▶ Esercizi:
1) Riassumi il brano in tre frasi.
2) Riporta senza alcuna modifica la parte del brano che si apre con le parole "Oltretutto, si deve" e si chiude con "della relazione mente-mondo.".

▶ Brano di lettura:
# # # #

Nel tramonto definitivo di ogni criterio oggettivo di valutazione, i soli
criteri di controllo delle nostre interpretazioni sociali diventano adesso la
coerenza argomentativa e la corroborazione concettuale, la solidità logica, la
capacità di resistere alle confutazioni ed insieme di spiegare meglio, in
maniera più approfondita di altri paradigmi, dati eventi sociali. Di qui
l’importanza della controversia e del confronto tra teorie o sistemi di
pensiero alternativi.
La duplice e
solidale concezione in questione, i cui presupposti teorici, come si è visto,
danno luogo a una singolare sinergia concettuale tendente ad un unico fine o
unilateralmente finalizzata al conseguimento di un solo scopo, oltre a vietarsi
da sola la comprensione della sofisticata spiegazione data da Marx
dell’effettiva natura intima delle forme d’espressione del capitale, finisce anche
con l’affiancare il pensiero dominante quando essa dà una spiegazione della
realtà seguendo la logica del post
festum, sia legittimandolo sia rendendosi in tal modo completamente subalterna
alla sua interpretazione del mondo. L’egemonia culturale dei dominanti è così
corroborata – avvalorata e consolidata – dalla stessa teoria che avrebbe voluto
contrastarla. Si può immaginare miglior paradosso? Se in genere, come dice
Gould, “traditional views die hard”[531],
quella in discussione sembra essersi assicurata un’eterna giovinezza.
Oltretutto, si deve
anche tener conto del fatto che quel modello di rappresentazione del legame tra
pensiero e realtà empirica, in società, rispecchiava fedelmente il rapporto che
la scienza sembrava intrattenere con la natura. Nell’analisi del sistema
sociale, in altri termini, si adottava lo stesso approccio che si riteneva
tipico della conoscenza scientifica. Senza tener conto alcuno della distinzione
che necessariamente deve passare tra osservare un oggetto fisico o biochimico e
studiare un contesto sociale a cui, per
genere, la mente dell’osservatore è identica (distinzione che però Condorcet
faceva!)[532],
il marxismo storico nemmeno si è accorto del fatto che il pensiero scientifico
dal quale esso mutuava la sua interpretazione, sin dall’inizio dell’Ottocento
stava abbandonando quella concezione tradizionale della relazione mente-mondo.

# # # #

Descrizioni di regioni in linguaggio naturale
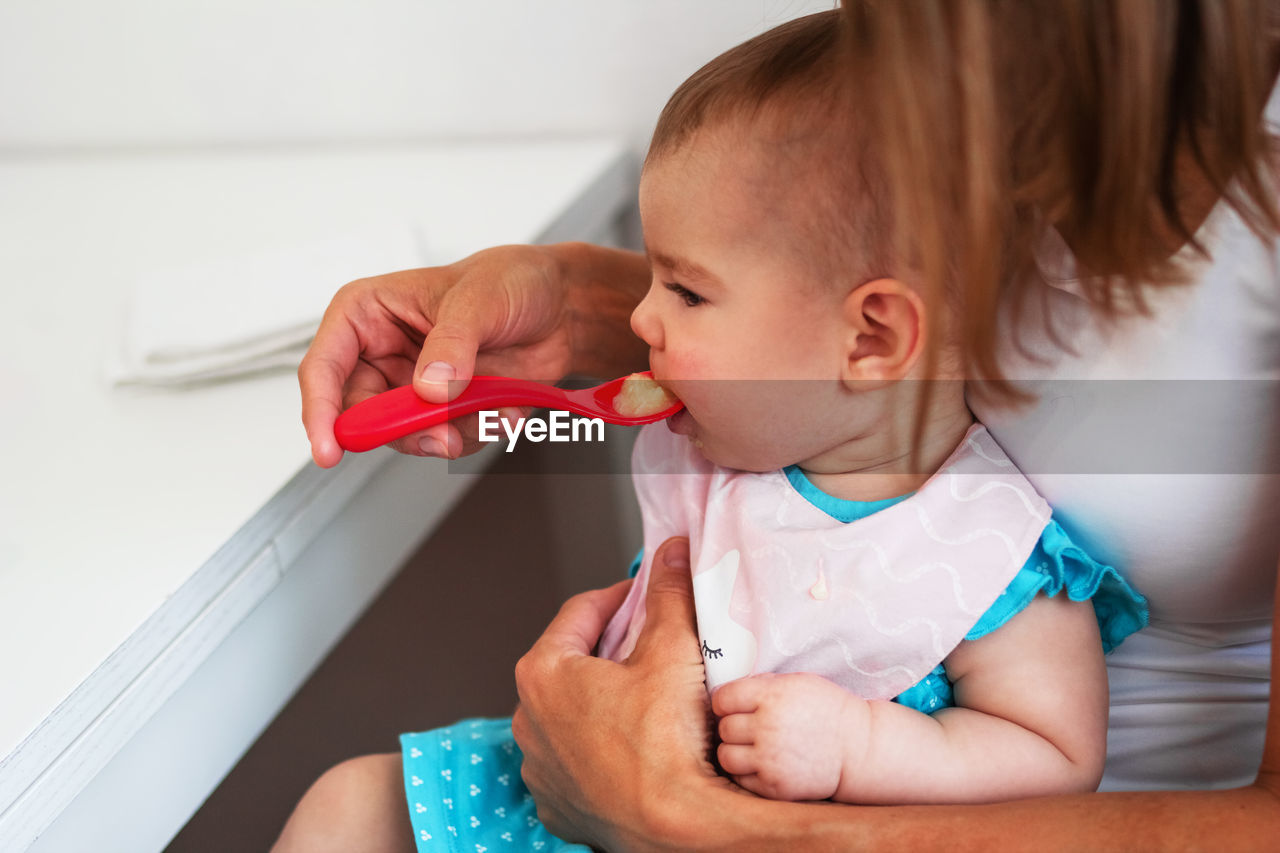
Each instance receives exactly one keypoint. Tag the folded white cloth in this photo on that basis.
(242, 315)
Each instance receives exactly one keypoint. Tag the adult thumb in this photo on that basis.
(671, 623)
(448, 355)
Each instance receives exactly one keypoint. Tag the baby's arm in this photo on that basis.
(1031, 719)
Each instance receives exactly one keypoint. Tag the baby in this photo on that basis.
(840, 559)
(887, 611)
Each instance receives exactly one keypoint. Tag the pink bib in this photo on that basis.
(873, 605)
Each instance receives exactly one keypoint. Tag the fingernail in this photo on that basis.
(438, 373)
(676, 555)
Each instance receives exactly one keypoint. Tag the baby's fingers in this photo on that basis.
(737, 728)
(737, 760)
(741, 696)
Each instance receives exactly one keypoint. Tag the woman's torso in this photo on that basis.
(1156, 441)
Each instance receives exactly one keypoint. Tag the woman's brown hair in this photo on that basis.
(999, 119)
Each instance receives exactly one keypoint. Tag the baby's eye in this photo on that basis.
(690, 299)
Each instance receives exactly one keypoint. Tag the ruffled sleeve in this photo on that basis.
(1055, 566)
(1059, 565)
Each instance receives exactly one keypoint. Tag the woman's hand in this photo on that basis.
(530, 311)
(616, 752)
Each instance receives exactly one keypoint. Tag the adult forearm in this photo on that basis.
(604, 286)
(1243, 819)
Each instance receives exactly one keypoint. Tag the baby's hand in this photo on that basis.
(789, 737)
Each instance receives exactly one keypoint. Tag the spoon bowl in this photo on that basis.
(400, 411)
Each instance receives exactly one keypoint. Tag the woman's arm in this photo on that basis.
(531, 311)
(616, 756)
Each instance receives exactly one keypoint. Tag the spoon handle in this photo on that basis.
(400, 411)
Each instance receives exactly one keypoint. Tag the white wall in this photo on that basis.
(90, 73)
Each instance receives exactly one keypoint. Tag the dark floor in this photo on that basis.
(438, 644)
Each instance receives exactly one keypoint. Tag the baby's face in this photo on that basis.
(736, 323)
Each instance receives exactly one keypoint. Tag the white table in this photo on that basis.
(172, 565)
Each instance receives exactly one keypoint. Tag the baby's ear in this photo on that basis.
(886, 324)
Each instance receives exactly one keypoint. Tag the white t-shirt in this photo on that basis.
(1156, 441)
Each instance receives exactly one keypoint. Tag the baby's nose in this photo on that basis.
(645, 323)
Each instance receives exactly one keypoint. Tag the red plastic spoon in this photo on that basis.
(400, 411)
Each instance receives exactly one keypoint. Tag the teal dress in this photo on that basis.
(462, 783)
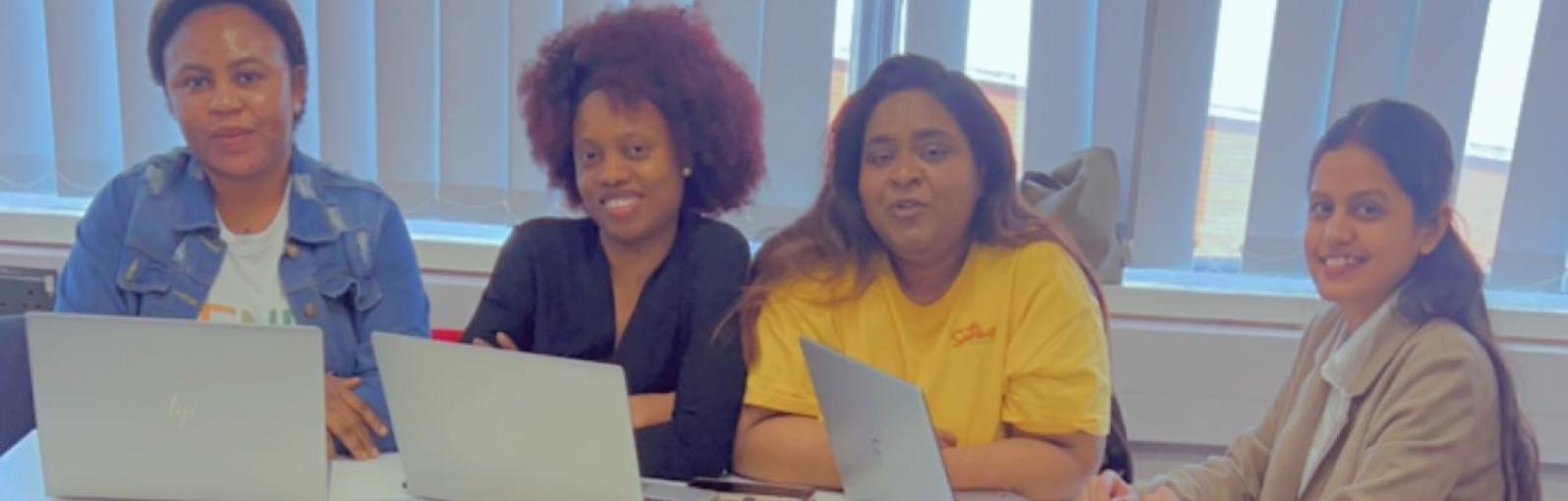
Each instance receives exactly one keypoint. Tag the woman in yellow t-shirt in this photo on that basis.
(921, 258)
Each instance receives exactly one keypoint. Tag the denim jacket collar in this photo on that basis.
(312, 216)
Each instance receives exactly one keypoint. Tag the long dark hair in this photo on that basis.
(1447, 282)
(834, 240)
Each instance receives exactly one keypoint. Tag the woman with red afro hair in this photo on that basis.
(651, 134)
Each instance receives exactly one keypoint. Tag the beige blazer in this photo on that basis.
(1423, 424)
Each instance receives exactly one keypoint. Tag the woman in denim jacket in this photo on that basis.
(240, 226)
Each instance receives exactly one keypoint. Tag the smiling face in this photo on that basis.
(626, 168)
(918, 181)
(1362, 234)
(233, 91)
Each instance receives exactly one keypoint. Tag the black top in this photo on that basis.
(550, 293)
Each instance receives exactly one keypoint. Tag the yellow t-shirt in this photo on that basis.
(1017, 340)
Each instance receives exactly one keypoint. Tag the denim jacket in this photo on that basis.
(149, 247)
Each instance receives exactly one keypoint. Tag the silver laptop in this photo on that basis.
(170, 409)
(880, 431)
(481, 423)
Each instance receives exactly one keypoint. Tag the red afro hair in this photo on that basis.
(670, 58)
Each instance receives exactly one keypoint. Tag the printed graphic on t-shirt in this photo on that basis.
(223, 313)
(973, 334)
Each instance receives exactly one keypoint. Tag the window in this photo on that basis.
(1494, 119)
(1230, 150)
(997, 58)
(842, 47)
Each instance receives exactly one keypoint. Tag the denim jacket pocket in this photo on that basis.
(365, 292)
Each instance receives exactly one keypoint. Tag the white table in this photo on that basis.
(380, 479)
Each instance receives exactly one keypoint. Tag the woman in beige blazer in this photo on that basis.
(1399, 390)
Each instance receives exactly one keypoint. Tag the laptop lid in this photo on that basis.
(170, 409)
(881, 434)
(481, 423)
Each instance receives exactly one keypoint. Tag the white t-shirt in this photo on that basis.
(248, 289)
(1350, 353)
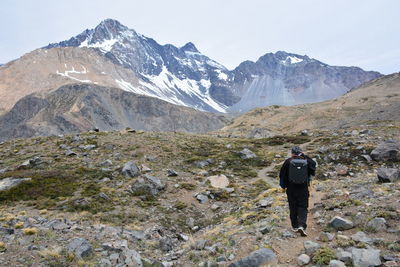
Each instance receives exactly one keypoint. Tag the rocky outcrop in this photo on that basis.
(82, 107)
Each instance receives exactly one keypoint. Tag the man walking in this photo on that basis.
(295, 177)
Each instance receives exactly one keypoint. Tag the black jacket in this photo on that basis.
(284, 172)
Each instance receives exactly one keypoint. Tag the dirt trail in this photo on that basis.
(288, 249)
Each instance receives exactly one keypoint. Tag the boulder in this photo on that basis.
(219, 181)
(341, 224)
(147, 185)
(377, 224)
(171, 173)
(344, 256)
(10, 182)
(310, 247)
(130, 170)
(365, 257)
(80, 247)
(303, 259)
(387, 151)
(336, 263)
(261, 257)
(247, 154)
(361, 237)
(388, 175)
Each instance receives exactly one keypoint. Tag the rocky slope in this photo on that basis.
(376, 102)
(113, 55)
(81, 107)
(163, 199)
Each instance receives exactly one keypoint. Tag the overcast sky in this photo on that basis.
(363, 33)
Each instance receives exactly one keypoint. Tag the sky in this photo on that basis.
(364, 33)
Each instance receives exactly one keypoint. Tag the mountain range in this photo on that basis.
(113, 55)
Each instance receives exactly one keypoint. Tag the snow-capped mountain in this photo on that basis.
(186, 77)
(181, 76)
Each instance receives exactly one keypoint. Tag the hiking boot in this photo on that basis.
(302, 231)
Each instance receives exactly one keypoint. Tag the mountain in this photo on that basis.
(376, 103)
(184, 76)
(81, 107)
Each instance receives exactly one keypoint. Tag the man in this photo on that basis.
(295, 177)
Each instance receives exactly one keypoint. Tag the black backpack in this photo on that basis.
(298, 171)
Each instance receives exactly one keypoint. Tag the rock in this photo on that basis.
(303, 259)
(130, 170)
(166, 244)
(310, 247)
(6, 231)
(365, 257)
(344, 256)
(336, 263)
(247, 154)
(377, 224)
(266, 202)
(325, 237)
(342, 170)
(80, 247)
(104, 196)
(387, 151)
(361, 237)
(70, 153)
(200, 244)
(367, 158)
(30, 163)
(10, 182)
(388, 175)
(219, 181)
(171, 173)
(145, 169)
(259, 257)
(147, 186)
(339, 223)
(115, 246)
(131, 258)
(202, 198)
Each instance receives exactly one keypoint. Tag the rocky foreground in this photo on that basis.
(134, 198)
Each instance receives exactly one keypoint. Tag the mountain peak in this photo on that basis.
(189, 47)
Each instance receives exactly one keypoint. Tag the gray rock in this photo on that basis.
(202, 198)
(70, 153)
(10, 182)
(326, 237)
(365, 257)
(388, 175)
(387, 151)
(361, 237)
(344, 256)
(257, 258)
(171, 173)
(336, 263)
(6, 231)
(303, 259)
(339, 223)
(80, 247)
(166, 244)
(310, 247)
(266, 202)
(130, 170)
(200, 244)
(147, 185)
(378, 224)
(30, 163)
(247, 154)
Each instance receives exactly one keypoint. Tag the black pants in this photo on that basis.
(298, 205)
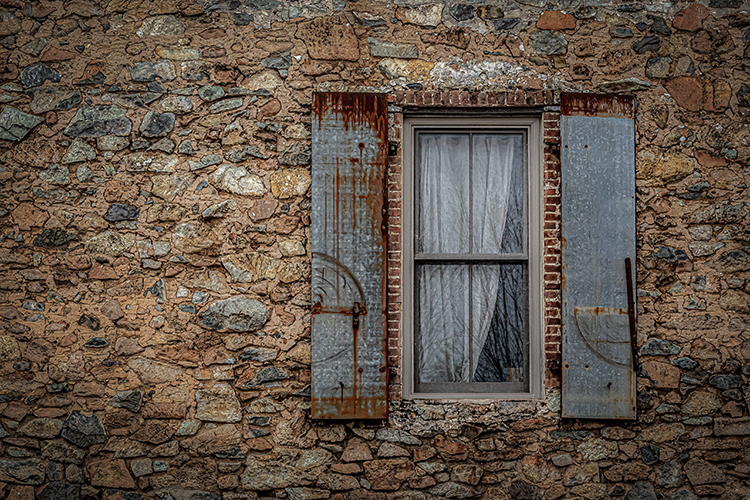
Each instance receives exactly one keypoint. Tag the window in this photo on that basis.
(472, 259)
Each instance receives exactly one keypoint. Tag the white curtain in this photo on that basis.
(456, 218)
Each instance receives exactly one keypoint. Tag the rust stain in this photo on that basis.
(356, 112)
(604, 105)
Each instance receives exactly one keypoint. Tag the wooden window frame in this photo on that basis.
(530, 124)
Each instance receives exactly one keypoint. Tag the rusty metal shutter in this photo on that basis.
(598, 226)
(349, 154)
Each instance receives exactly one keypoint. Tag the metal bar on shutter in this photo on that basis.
(598, 228)
(349, 154)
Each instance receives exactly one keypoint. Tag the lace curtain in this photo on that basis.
(470, 200)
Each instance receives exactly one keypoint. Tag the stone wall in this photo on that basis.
(155, 278)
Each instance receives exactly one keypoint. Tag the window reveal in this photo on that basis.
(469, 263)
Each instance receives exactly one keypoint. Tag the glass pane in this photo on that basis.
(443, 193)
(502, 337)
(498, 189)
(442, 327)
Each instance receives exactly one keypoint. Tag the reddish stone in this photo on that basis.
(155, 432)
(346, 468)
(687, 91)
(21, 493)
(271, 108)
(78, 262)
(110, 474)
(450, 450)
(388, 475)
(164, 410)
(690, 18)
(103, 272)
(212, 33)
(356, 451)
(259, 444)
(213, 52)
(15, 411)
(556, 20)
(663, 375)
(56, 54)
(423, 453)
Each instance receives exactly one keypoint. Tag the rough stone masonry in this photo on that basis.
(154, 226)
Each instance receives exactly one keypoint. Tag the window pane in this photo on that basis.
(443, 193)
(497, 196)
(499, 299)
(442, 327)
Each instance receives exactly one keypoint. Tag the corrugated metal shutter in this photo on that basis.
(598, 225)
(349, 154)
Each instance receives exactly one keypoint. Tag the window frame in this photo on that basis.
(530, 124)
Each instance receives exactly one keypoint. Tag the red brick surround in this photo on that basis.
(544, 101)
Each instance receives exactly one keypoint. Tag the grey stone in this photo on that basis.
(45, 99)
(160, 26)
(56, 237)
(669, 475)
(28, 471)
(112, 143)
(38, 73)
(624, 85)
(218, 404)
(193, 70)
(506, 24)
(99, 121)
(647, 44)
(130, 400)
(56, 174)
(462, 12)
(659, 347)
(237, 180)
(724, 382)
(549, 43)
(658, 67)
(186, 147)
(164, 145)
(226, 105)
(684, 495)
(142, 467)
(704, 248)
(210, 92)
(260, 354)
(244, 154)
(218, 210)
(641, 491)
(83, 431)
(238, 314)
(278, 61)
(660, 26)
(397, 436)
(620, 32)
(15, 124)
(143, 71)
(268, 374)
(449, 489)
(30, 305)
(77, 152)
(157, 124)
(96, 343)
(60, 491)
(158, 290)
(669, 254)
(295, 154)
(120, 211)
(379, 48)
(650, 454)
(176, 104)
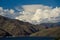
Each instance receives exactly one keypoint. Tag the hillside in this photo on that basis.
(50, 32)
(17, 28)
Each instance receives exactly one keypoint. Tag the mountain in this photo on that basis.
(17, 28)
(50, 32)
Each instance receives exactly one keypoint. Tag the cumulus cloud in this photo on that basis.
(34, 14)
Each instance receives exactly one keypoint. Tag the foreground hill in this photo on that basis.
(17, 28)
(50, 32)
(14, 28)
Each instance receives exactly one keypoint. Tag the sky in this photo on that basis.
(32, 11)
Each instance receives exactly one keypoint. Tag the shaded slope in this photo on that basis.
(50, 32)
(16, 27)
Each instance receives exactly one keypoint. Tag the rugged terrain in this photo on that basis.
(15, 28)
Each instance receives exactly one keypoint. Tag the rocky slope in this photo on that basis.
(16, 28)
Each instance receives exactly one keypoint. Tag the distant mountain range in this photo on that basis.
(16, 28)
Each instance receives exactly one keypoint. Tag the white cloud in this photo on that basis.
(34, 14)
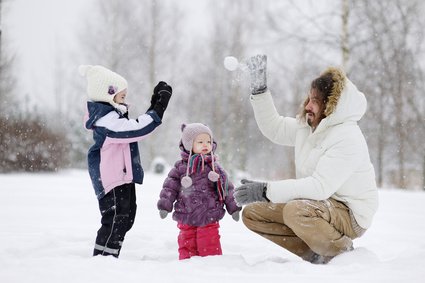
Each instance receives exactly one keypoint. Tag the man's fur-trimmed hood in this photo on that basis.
(346, 102)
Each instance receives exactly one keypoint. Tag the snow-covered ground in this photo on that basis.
(48, 224)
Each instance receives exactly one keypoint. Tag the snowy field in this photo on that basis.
(48, 224)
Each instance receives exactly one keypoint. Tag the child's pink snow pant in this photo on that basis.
(198, 241)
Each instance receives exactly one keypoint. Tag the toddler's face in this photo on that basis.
(202, 144)
(120, 96)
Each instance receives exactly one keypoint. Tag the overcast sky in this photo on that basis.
(37, 30)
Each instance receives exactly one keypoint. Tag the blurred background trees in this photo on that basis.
(380, 44)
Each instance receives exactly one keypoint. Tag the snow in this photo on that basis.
(49, 223)
(231, 63)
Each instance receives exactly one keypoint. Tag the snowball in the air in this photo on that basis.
(231, 63)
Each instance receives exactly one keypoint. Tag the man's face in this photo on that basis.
(315, 108)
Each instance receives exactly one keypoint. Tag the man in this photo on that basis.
(334, 196)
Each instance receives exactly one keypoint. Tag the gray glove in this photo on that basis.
(257, 66)
(163, 213)
(250, 191)
(235, 215)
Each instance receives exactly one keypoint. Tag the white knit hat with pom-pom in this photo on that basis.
(189, 133)
(103, 84)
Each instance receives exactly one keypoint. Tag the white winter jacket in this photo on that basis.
(331, 162)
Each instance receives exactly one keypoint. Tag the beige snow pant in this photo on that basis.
(303, 226)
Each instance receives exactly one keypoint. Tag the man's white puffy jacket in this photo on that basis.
(331, 162)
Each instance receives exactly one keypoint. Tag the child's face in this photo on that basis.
(202, 144)
(120, 96)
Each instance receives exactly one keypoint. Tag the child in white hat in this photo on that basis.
(199, 190)
(114, 161)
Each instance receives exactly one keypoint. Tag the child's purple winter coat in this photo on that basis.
(199, 204)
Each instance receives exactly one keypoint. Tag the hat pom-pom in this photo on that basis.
(82, 69)
(186, 182)
(213, 176)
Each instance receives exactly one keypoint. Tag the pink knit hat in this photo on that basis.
(189, 133)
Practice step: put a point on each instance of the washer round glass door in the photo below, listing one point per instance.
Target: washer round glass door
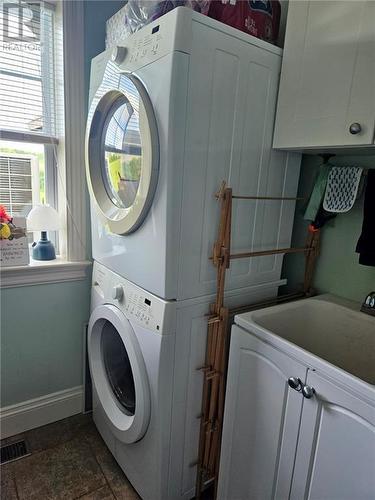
(119, 373)
(122, 154)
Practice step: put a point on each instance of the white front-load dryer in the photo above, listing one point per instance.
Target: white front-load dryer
(131, 356)
(179, 106)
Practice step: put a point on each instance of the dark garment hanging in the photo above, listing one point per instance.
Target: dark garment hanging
(366, 242)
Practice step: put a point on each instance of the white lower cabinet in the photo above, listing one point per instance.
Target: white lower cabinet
(262, 416)
(278, 444)
(336, 447)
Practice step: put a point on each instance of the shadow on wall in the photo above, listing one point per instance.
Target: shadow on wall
(338, 270)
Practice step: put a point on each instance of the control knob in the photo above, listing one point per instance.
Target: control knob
(117, 292)
(119, 54)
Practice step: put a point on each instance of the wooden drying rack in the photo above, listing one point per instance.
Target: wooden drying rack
(215, 365)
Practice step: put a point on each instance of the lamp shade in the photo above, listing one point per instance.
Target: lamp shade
(43, 218)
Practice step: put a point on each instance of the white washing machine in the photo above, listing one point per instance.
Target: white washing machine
(175, 109)
(144, 356)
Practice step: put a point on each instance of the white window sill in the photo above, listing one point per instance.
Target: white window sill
(41, 272)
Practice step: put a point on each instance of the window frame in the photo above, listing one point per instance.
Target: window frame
(71, 185)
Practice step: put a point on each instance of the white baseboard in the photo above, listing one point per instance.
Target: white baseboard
(27, 415)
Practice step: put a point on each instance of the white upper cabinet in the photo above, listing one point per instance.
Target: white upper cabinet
(327, 85)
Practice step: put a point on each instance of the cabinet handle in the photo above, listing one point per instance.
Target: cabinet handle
(295, 383)
(355, 128)
(308, 392)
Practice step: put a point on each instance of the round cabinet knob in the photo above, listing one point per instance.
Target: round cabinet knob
(355, 128)
(117, 292)
(295, 383)
(308, 392)
(119, 54)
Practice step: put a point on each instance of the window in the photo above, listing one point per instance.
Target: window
(31, 103)
(42, 127)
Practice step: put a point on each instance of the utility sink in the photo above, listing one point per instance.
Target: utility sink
(327, 326)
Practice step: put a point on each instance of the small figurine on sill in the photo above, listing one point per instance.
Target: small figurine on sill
(8, 230)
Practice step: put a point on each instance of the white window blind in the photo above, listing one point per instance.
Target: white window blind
(27, 68)
(19, 183)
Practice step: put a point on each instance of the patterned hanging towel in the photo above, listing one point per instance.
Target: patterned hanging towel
(342, 188)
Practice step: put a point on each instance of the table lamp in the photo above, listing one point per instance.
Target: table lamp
(43, 218)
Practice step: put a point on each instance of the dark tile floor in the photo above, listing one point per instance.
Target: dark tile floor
(68, 460)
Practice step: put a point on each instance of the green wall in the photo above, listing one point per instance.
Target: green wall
(42, 325)
(41, 339)
(337, 270)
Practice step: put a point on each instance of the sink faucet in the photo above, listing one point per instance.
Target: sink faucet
(368, 305)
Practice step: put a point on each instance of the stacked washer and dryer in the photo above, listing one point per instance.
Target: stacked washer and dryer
(175, 109)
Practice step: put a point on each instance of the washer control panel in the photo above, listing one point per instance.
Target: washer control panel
(140, 306)
(137, 304)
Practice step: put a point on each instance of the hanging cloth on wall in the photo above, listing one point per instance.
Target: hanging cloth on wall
(342, 188)
(318, 191)
(366, 242)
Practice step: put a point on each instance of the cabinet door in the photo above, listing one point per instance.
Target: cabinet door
(336, 447)
(328, 75)
(261, 421)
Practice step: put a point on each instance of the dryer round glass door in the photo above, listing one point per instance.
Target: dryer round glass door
(122, 153)
(119, 373)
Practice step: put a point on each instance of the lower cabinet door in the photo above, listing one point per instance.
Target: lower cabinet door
(336, 448)
(261, 421)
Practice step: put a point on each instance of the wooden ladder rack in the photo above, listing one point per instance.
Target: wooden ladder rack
(215, 366)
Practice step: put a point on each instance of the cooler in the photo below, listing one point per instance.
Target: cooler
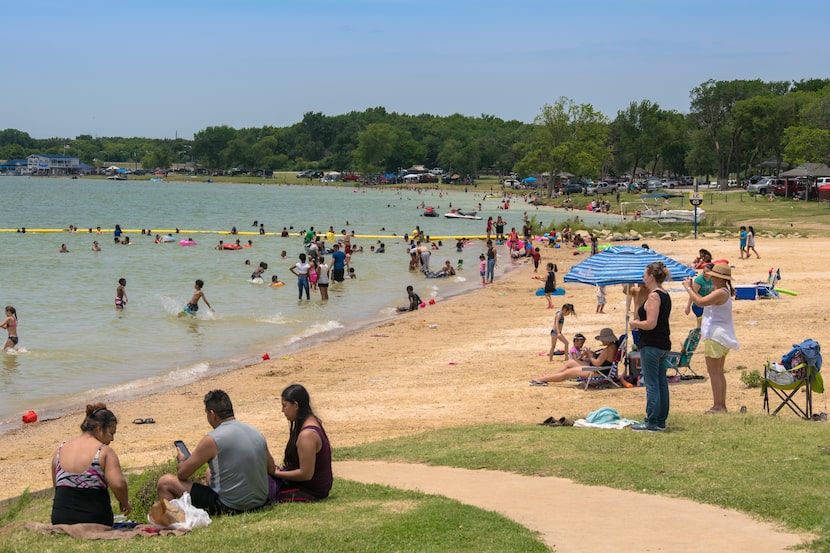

# # # #

▶ Risposte scritte:
1) Venuto meno ogni criterio oggettivo di valutazione, le interpretazioni sociali si possono controllare soltanto con la coerenza argomentativa, la solidità logica, la resistenza alle confutazioni e la capacità di spiegare meglio dati eventi sociali, e per questo conta il confronto tra teorie alternative. La concezione criticata, oltre a precludersi la comprensione della spiegazione data da Marx sulla natura delle forme d'espressione del capitale, segue la logica del post festum e finisce per affiancare e rafforzare il pensiero dominante che avrebbe voluto contrastare. Nell'analisi del sistema sociale si adottava lo stesso approccio ritenuto tipico della conoscenza scientifica, e il marxismo storico non si è accorto che il pensiero scientifico, sin dall'inizio dell'Ottocento, stava abbandonando la concezione tradizionale della relazione mente-mondo.

2)
Oltretutto, si deve
anche tener conto del fatto che quel modello di rappresentazione del legame tra
pensiero e realtà empirica, in società, rispecchiava fedelmente il rapporto che
la scienza sembrava intrattenere con la natura. Nell’analisi del sistema
sociale, in altri termini, si adottava lo stesso approccio che si riteneva
tipico della conoscenza scientifica. Senza tener conto alcuno della distinzione
che necessariamente deve passare tra osservare un oggetto fisico o biochimico e
studiare un contesto sociale a cui, per
genere, la mente dell’osservatore è identica (distinzione che però Condorcet
faceva!)[532],
il marxismo storico nemmeno si è accorto del fatto che il pensiero scientifico
dal quale esso mutuava la sua interpretazione, sin dall’inizio dell’Ottocento
stava abbandonando quella concezione tradizionale della relazione mente-mondo.